Born: January 8, 1894

Died: August 14, 1941

Feast day: August 14

Patron saint of: prisoners, drug addicts, people with eating disorders, and families.

Declared “the Patron Saint of Our Difficult Century” by Pope John Paul II, St. Maximillian Kolbe was a simple man of profound holiness. Born Raymund Kolbe in Poland, he enrolled in Conventual Franciscan minor seminary when he was 13, a year after receiving a vision from the Virgin Mary in which his martyrdom was foreshadowed. He professed his final vows seven years later, in 1914, taking on the name Maximilian Maria.

Throughout his priesthood and ministry, Kolbe promoted a deep veneration of the Immaculate Virgin Mary, taking his devotion with him during his missionary work in China, Japan, and India.

Upon his return to Poland, Kolbe started a radio station, which he maintained until the outbreak of World War II. Refusing to leave the friary, Kolbe peacefully resisted the Nazi occupation in any way that he could, working to shelter Jewish refugees and courageously producing many anti-Nazi publications. In 1941, he was arrested and sent to Auschwitz, where he continued to minister to his fellow prisoners, at great personal cost.

▸ **Written tasks**
(a) List every group the Maximilian Kolbe biography names him as patron saint of.
(b) Carry on writing the biography of St. Maximilian Kolbe from its final sentence.
The stored records are separate material and not part of the biography of St. Maximilian Kolbe.

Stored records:
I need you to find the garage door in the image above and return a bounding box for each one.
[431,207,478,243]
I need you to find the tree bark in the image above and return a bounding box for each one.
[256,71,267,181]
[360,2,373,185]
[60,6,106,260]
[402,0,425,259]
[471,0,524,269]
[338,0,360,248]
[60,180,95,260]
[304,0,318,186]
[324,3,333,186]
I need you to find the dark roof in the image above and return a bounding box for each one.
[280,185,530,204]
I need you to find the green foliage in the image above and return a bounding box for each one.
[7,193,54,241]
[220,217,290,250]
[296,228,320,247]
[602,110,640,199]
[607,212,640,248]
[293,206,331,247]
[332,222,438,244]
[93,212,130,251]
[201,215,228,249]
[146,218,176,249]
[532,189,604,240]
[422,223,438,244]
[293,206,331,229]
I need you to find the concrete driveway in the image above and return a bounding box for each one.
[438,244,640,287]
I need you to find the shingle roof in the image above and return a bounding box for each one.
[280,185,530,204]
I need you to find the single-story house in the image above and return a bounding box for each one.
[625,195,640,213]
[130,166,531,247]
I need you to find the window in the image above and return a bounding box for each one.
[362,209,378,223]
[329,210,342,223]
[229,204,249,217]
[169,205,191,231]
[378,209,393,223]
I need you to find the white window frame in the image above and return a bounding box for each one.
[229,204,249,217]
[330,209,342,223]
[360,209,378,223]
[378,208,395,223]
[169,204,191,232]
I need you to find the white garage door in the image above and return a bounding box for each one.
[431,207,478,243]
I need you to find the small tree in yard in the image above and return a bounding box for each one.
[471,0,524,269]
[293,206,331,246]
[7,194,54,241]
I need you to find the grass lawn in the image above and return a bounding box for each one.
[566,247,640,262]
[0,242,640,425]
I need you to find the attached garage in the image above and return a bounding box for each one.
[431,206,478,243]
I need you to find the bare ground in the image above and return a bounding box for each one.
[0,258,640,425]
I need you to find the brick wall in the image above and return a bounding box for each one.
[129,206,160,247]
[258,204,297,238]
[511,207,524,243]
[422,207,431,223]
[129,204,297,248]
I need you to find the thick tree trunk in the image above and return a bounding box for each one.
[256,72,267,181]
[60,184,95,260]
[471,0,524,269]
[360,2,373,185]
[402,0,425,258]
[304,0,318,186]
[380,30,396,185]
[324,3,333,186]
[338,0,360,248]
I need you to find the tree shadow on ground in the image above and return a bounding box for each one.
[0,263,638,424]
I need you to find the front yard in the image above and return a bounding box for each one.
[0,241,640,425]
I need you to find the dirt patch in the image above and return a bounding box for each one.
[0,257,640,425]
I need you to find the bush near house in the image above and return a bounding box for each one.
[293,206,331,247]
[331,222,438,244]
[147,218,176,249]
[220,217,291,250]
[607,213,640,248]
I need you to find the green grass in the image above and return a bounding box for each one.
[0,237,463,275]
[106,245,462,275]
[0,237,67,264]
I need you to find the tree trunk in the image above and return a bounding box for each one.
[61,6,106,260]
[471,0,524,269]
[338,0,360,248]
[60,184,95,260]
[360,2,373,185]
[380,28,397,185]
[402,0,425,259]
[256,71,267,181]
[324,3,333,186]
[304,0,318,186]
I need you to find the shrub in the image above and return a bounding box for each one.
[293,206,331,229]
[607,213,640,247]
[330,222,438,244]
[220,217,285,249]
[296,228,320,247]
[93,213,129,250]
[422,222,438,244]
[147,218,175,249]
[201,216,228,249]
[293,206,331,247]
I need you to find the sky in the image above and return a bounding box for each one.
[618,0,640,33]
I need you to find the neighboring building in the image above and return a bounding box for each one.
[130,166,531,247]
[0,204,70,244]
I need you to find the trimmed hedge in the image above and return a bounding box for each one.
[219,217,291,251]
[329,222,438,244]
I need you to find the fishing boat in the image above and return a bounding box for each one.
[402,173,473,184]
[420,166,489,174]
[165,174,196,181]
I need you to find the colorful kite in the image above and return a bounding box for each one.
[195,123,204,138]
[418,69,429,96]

▸ **Written responses**
(a) Prisoners, drug addicts, people with eating disorders, and families.

(b)
In July of 1941, Kolbe volunteered to take the place of a man who had a wife and children, and who would have otherwise been sentenced to death in a starvation chamber. After two weeks of spiritually accompanying the other prisoners to their eventual deaths, Kolbe himself was murdered by the Nazis on August 14.

The Gospel of John tells us that “Greater love has no one than this, that one lay down his life for his friends.” Kolbe took that to heart: eyewitnesses tell us that his commitment was resolute, and his demeanor one of peace and service. In a world full of hatred, injustice, and trauma, may we take the example of St. Maximilian Kolbe to heart, witnessing to the gospel in both word and deed.